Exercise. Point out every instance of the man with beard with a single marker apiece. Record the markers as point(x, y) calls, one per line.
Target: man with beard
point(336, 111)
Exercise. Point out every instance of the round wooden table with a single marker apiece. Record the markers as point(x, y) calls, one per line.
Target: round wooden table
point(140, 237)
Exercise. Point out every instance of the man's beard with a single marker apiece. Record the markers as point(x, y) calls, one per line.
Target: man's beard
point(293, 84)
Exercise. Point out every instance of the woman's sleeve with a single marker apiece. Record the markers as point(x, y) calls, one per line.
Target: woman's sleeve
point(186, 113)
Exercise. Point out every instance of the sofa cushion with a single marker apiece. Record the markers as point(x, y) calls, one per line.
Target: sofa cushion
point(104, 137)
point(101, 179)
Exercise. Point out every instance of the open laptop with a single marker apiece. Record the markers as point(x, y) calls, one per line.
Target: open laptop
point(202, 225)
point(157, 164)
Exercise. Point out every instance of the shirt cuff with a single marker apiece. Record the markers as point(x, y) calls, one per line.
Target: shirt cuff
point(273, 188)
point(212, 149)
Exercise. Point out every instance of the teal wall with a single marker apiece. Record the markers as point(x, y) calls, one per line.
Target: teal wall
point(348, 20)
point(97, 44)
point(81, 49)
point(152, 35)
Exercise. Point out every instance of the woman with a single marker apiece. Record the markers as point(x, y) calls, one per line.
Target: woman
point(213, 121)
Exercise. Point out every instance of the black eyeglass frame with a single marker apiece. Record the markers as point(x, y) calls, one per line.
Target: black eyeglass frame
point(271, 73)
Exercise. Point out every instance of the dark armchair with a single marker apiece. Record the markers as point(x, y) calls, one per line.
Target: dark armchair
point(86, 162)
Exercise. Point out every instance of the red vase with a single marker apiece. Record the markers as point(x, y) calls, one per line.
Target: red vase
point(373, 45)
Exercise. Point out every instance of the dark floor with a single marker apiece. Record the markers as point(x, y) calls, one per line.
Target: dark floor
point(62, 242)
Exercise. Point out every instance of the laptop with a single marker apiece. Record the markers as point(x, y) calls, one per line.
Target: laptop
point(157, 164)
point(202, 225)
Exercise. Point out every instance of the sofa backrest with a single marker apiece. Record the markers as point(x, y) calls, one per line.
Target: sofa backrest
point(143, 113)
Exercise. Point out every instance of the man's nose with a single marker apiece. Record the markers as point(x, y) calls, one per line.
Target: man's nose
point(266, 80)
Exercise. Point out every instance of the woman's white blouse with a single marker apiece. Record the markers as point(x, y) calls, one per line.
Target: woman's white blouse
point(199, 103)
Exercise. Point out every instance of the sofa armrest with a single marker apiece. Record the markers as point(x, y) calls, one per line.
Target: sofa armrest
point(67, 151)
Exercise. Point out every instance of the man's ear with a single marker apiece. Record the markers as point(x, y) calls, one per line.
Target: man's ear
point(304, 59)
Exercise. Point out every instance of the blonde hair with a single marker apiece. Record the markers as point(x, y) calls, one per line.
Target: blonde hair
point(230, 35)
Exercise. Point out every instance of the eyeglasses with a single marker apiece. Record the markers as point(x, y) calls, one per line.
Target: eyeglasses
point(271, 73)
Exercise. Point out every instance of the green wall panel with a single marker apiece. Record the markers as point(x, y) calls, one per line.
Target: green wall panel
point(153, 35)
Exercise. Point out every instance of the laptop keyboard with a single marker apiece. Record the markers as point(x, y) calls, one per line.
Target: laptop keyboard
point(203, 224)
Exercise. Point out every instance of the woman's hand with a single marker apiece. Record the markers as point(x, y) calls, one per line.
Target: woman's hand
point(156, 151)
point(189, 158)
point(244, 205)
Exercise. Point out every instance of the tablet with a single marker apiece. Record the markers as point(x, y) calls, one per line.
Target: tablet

++++

*Directions*. Return all of the data above exactly, leaving out no line.

*Written answer*.
Exercise. Point out every instance of the man with beard with a single marker apiece. Record the markers as point(x, y) calls, one per line.
Target: man with beard
point(336, 111)
Exercise. Point out every instance of the round wooden table with a single marker apiece. Record the markers as point(x, y) calls, one per line.
Target: round wooden table
point(140, 237)
Exercise. Point out every instance of the man's beard with a single marker apiece. Record the markers as point(x, y) calls, one per line.
Target: man's beard
point(293, 84)
Exercise. Point out every instance of the woman's sleeve with a single marker apiece. Record the markers as point(x, y) calls, one per line.
Target: woman's sleeve
point(186, 113)
Exercise. Point out every instance of the sofa cushion with a single marker apiece. Record the markers as point(x, y) calls, one per line.
Target: sofa cushion
point(104, 137)
point(101, 179)
Exercise. Point out every instance of the open laptop with a single marker apiece. Record the markers as point(x, y) calls, one per line.
Target: open laptop
point(202, 225)
point(157, 164)
Exercise. Point out every instance of the shirt cuff with a single marker apiece. Record the markers as point(x, y) calls, one per line.
Target: shirt cuff
point(273, 188)
point(212, 149)
Exercise. Point out every instance of the teal wall with a single marker apiece. Record the markers as point(x, y) calls, one per line.
Target: teal wall
point(348, 20)
point(97, 44)
point(81, 49)
point(152, 35)
Exercise. Point out every instance of the woman with a single marker apiece. Record the markers as point(x, y) calls, one per line.
Target: woman
point(213, 121)
Exercise. Point out every instance of the black eyeglass frame with a single marker apiece. Record the markers as point(x, y) calls, one per line.
Target: black eyeglass frame
point(271, 73)
Exercise. Point out every instance of the dark armchair with a single marker apiece. Record the markers as point(x, y) calls, one per line.
Target: dark armchair
point(86, 162)
Exercise. Point out every instance of the red vase with a single marker apiece. Record the markers as point(x, y) calls, one per line.
Target: red vase
point(373, 45)
Exercise. Point out every instance of the dark floor with a single marker apiece. Record the markers as point(x, y) calls, one per line.
Target: dark floor
point(62, 242)
Exercise. Point out every instance of the laptop with a single marker apiece. Record the markers as point(x, y) calls, one per line.
Target: laptop
point(157, 164)
point(202, 225)
Exercise. Point out every instance of the sofa backrest with a single marker apiece. Record the markers as point(x, y) calls, one per line.
Target: sofa backrest
point(143, 113)
Exercise. Point out every instance of the man's nose with a single marker apiece. Record the markers as point(x, y) calls, one per line.
Target: man's nose
point(266, 80)
Exercise. Point out every instance of the woman's white blouse with a single marker apiece. Record the markers as point(x, y) calls, one per line.
Target: woman's white blouse
point(199, 103)
Exercise. Point out every instance of the sofa armrest with a single marker apiece. Record the markers as point(x, y) calls, one per line.
Target: sofa armrest
point(67, 151)
Exercise. Point out every instance of the man's ear with a single marker apiece. Record the markers as point(x, y) calls, one per line.
Target: man's ear
point(304, 59)
Exercise. Point out every instance of the blonde hair with a single marker apiece. Record the markers as point(x, y) calls, one per line.
Target: blonde hair
point(230, 35)
Exercise. Point out every instance of the eyeglasses with a single marker apiece. Record the markers as point(x, y) calls, one per line.
Target: eyeglasses
point(271, 73)
Exercise. Point out every instance of the green wall panel with a single marker apiece. Record the markers as point(x, y) calls, one per line.
Target: green wall panel
point(153, 35)
Exercise. Point out every instance of the laptop keyboard with a single marker apiece. Record the markers as point(x, y) calls, one per line.
Target: laptop keyboard
point(203, 224)
Exercise. Point out every instance of the woman's hand with a single marker apiece. Record the markers as point(x, y) calls, one per line.
Target: woman's hand
point(156, 151)
point(189, 158)
point(244, 205)
Exercise. Point out every instance of the tablet with a single marker apiece. Record the markers as point(x, y) calls, one per line.
Target: tablet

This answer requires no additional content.